REQUIRED WORK: Copy each record below without changing a single word.

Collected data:
*** Begin section ***
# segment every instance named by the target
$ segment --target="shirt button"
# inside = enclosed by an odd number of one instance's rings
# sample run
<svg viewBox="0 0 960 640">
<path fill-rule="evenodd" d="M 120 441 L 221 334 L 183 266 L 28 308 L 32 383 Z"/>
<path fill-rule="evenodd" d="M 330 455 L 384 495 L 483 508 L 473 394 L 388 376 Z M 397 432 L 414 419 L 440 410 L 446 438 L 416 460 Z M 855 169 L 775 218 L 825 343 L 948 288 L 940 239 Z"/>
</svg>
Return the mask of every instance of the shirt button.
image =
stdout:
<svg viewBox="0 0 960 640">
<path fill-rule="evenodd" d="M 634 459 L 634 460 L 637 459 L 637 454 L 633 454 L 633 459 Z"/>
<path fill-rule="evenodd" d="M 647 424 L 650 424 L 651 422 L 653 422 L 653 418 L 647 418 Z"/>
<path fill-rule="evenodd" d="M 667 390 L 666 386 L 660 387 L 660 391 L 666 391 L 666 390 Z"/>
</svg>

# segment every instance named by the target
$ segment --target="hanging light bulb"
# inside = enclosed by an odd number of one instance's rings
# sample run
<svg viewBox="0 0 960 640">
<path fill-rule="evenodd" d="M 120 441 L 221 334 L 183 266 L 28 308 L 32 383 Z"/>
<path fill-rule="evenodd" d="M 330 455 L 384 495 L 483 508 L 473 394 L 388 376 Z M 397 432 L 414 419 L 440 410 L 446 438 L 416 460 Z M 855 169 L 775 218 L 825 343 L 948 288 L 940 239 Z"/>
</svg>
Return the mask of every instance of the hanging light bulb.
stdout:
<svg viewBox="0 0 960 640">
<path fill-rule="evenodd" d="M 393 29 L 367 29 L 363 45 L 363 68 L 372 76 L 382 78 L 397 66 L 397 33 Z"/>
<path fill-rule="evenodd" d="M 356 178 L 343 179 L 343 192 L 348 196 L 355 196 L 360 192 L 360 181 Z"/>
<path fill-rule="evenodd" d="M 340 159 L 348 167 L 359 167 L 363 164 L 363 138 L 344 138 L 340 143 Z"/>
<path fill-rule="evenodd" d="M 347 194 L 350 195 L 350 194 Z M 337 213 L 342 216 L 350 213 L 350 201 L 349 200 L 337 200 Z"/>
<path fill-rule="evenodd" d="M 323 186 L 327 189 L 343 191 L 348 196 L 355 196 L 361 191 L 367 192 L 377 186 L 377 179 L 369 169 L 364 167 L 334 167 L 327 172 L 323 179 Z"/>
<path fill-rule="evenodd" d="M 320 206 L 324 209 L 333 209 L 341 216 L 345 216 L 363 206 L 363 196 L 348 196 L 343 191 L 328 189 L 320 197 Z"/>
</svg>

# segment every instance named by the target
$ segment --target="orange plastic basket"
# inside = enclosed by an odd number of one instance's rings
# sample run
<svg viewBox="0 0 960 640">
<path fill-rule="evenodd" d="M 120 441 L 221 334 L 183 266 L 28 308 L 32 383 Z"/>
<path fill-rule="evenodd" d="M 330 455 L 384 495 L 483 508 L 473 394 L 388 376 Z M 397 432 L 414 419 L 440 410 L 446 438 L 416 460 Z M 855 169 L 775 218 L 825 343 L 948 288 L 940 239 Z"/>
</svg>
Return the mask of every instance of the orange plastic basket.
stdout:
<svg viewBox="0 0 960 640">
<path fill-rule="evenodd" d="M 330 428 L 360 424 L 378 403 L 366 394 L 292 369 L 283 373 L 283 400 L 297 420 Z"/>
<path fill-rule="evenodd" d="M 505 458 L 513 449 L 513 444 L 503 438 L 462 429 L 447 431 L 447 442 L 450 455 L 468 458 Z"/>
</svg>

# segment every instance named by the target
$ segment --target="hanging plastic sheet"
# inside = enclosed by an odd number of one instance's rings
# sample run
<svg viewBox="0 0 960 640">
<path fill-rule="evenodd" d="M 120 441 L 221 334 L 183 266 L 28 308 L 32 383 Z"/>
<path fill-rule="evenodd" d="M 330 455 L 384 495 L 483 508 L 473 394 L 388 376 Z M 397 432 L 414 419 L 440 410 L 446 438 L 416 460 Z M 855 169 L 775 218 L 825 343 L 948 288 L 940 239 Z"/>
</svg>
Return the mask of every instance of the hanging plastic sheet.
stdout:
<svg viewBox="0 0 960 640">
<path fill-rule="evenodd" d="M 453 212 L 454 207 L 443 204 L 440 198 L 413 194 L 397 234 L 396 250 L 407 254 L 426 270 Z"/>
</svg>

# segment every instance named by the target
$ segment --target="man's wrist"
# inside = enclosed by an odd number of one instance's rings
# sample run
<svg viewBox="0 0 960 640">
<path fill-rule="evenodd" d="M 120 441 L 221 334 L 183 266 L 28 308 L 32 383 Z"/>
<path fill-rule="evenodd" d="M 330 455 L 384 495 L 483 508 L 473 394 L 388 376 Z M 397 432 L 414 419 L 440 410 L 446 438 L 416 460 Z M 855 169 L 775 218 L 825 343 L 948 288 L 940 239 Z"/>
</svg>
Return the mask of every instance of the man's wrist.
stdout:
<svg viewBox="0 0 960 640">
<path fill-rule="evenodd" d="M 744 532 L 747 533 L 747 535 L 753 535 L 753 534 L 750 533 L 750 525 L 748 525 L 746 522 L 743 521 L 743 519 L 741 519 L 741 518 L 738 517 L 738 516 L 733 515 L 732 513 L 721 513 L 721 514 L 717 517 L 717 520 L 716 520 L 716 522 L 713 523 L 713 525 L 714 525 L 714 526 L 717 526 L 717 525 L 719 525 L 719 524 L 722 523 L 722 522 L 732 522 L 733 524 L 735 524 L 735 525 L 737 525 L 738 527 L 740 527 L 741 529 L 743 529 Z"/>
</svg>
*** End section ***
EXERCISE ANSWER:
# segment every instance named by the target
$ segment --target="shirt button"
# inside = enclosed by an odd number of one instance's rings
# sample run
<svg viewBox="0 0 960 640">
<path fill-rule="evenodd" d="M 120 441 L 221 334 L 183 266 L 28 308 L 32 383 Z"/>
<path fill-rule="evenodd" d="M 330 455 L 384 495 L 483 508 L 473 394 L 388 376 Z M 397 432 L 414 419 L 440 410 L 446 438 L 416 460 Z M 855 169 L 775 218 L 825 343 L 948 288 L 940 239 Z"/>
</svg>
Return the mask of every instance of the shirt button.
image =
stdout:
<svg viewBox="0 0 960 640">
<path fill-rule="evenodd" d="M 634 459 L 634 460 L 637 459 L 637 454 L 633 454 L 633 459 Z"/>
<path fill-rule="evenodd" d="M 647 424 L 650 424 L 651 422 L 653 422 L 653 418 L 647 418 Z"/>
<path fill-rule="evenodd" d="M 667 390 L 666 386 L 660 387 L 660 391 L 666 391 L 666 390 Z"/>
</svg>

# segment every instance named by the target
$ segment --target="hanging light bulb"
# inside = enclosed by an odd number of one instance's rings
# sample run
<svg viewBox="0 0 960 640">
<path fill-rule="evenodd" d="M 120 441 L 221 334 L 183 266 L 28 308 L 32 383 Z"/>
<path fill-rule="evenodd" d="M 330 455 L 384 495 L 483 508 L 473 394 L 388 376 Z M 397 432 L 414 419 L 440 410 L 446 438 L 416 460 Z M 855 169 L 775 218 L 825 343 L 948 288 L 940 239 Z"/>
</svg>
Return the mask of every instance of the hanging light bulb.
stdout:
<svg viewBox="0 0 960 640">
<path fill-rule="evenodd" d="M 393 29 L 367 29 L 363 45 L 363 68 L 372 76 L 382 78 L 397 66 L 397 33 Z"/>
<path fill-rule="evenodd" d="M 356 178 L 343 179 L 343 192 L 348 196 L 355 196 L 360 192 L 360 181 Z"/>
<path fill-rule="evenodd" d="M 340 159 L 348 167 L 359 167 L 363 164 L 363 138 L 344 138 L 340 143 Z"/>
<path fill-rule="evenodd" d="M 347 194 L 350 195 L 350 194 Z M 337 213 L 342 216 L 350 213 L 350 201 L 349 200 L 337 200 Z"/>
<path fill-rule="evenodd" d="M 323 186 L 327 189 L 343 191 L 348 196 L 355 196 L 361 191 L 367 192 L 377 186 L 377 179 L 369 169 L 364 167 L 334 167 L 327 172 L 323 179 Z"/>
<path fill-rule="evenodd" d="M 320 206 L 324 209 L 333 209 L 341 216 L 345 216 L 363 206 L 363 196 L 348 196 L 343 191 L 328 189 L 320 197 Z"/>
</svg>

# segment every instance named by the target
$ segment --target="orange plastic basket"
# inside = enclosed by an odd number of one instance's rings
# sample run
<svg viewBox="0 0 960 640">
<path fill-rule="evenodd" d="M 120 441 L 221 334 L 183 266 L 28 308 L 32 383 Z"/>
<path fill-rule="evenodd" d="M 330 455 L 384 495 L 483 508 L 473 394 L 388 376 Z M 397 432 L 414 419 L 440 410 L 446 438 L 416 460 Z M 855 169 L 775 218 L 825 343 L 948 288 L 940 239 Z"/>
</svg>
Return the mask of every instance of the orange plastic basket.
stdout:
<svg viewBox="0 0 960 640">
<path fill-rule="evenodd" d="M 330 428 L 360 424 L 378 403 L 366 394 L 292 369 L 283 373 L 283 400 L 297 420 Z"/>
<path fill-rule="evenodd" d="M 505 458 L 513 449 L 513 444 L 503 438 L 462 429 L 447 431 L 447 442 L 450 455 L 468 458 Z"/>
</svg>

# segment every instance named by the target
$ segment --target="hanging plastic sheet"
# inside = enclosed by an odd number of one instance's rings
# sample run
<svg viewBox="0 0 960 640">
<path fill-rule="evenodd" d="M 120 441 L 221 334 L 183 266 L 28 308 L 32 383 Z"/>
<path fill-rule="evenodd" d="M 330 455 L 384 495 L 483 508 L 473 394 L 388 376 Z M 397 432 L 414 419 L 440 410 L 446 438 L 416 460 Z M 855 169 L 775 218 L 825 343 L 948 288 L 940 239 Z"/>
</svg>
Return the mask of every instance of the hanging plastic sheet.
stdout:
<svg viewBox="0 0 960 640">
<path fill-rule="evenodd" d="M 453 212 L 454 207 L 443 204 L 440 198 L 413 194 L 397 234 L 396 250 L 407 254 L 426 270 Z"/>
</svg>

# segment every instance named by the target
$ segment --target="man's wrist"
# inside = enclosed by an odd number of one instance's rings
# sample run
<svg viewBox="0 0 960 640">
<path fill-rule="evenodd" d="M 120 441 L 221 334 L 183 266 L 28 308 L 32 383 Z"/>
<path fill-rule="evenodd" d="M 330 455 L 384 495 L 483 508 L 473 394 L 388 376 Z M 397 432 L 414 419 L 440 410 L 446 438 L 416 460 Z M 855 169 L 775 218 L 825 343 L 948 288 L 940 239 Z"/>
</svg>
Return the mask of every instance of the man's wrist.
stdout:
<svg viewBox="0 0 960 640">
<path fill-rule="evenodd" d="M 744 532 L 747 533 L 747 535 L 753 535 L 753 534 L 750 533 L 750 525 L 748 525 L 746 522 L 743 521 L 743 519 L 741 519 L 741 518 L 738 517 L 738 516 L 733 515 L 732 513 L 721 513 L 721 514 L 717 517 L 717 520 L 716 520 L 716 522 L 713 523 L 713 525 L 714 525 L 714 526 L 717 526 L 717 525 L 719 525 L 719 524 L 722 523 L 722 522 L 732 522 L 733 524 L 735 524 L 735 525 L 737 525 L 738 527 L 740 527 L 741 529 L 743 529 Z"/>
</svg>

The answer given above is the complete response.